From the entries below, extract every line containing the word "instance", and copy each one unchanged.

____

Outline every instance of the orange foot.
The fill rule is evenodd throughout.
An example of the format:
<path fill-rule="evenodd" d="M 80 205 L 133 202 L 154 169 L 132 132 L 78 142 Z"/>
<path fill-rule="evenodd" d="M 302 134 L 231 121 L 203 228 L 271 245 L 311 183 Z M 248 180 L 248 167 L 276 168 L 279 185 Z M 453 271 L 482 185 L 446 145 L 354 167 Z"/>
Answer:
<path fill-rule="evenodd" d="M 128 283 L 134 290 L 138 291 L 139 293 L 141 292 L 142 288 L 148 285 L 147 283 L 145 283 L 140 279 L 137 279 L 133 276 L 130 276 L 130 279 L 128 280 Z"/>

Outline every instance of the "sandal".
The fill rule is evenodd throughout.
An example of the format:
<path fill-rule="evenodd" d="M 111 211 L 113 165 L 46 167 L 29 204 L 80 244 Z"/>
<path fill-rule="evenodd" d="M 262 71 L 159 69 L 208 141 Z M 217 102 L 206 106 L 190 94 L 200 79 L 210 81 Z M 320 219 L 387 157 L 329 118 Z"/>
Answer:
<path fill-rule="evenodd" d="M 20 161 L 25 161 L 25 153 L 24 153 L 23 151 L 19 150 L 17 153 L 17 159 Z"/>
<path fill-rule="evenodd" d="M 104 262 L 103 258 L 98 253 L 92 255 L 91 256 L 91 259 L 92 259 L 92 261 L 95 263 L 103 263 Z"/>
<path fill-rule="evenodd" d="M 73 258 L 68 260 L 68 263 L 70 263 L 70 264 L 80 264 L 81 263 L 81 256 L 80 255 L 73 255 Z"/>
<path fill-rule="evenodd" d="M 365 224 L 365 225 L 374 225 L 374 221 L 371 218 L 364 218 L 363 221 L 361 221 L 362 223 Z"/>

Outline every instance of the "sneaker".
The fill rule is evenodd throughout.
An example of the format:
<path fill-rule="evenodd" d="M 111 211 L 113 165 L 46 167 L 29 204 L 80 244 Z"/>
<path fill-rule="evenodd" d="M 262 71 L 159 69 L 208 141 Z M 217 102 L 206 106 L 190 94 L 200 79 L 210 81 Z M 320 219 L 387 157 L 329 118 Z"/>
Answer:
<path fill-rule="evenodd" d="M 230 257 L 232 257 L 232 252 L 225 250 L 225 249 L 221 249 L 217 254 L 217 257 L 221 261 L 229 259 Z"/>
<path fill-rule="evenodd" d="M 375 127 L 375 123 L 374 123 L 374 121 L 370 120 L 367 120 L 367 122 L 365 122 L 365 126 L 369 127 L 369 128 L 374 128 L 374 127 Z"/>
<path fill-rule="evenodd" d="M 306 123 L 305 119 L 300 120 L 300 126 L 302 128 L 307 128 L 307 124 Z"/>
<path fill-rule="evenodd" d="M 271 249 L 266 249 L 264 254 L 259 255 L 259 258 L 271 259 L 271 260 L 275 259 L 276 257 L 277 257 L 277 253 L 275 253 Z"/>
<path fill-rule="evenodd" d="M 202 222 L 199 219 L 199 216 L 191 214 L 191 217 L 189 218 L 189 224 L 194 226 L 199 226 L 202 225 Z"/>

____

** Finished exercise **
Outline every instance of the orange foot.
Outline every instance of the "sandal".
Outline every instance of the "sneaker".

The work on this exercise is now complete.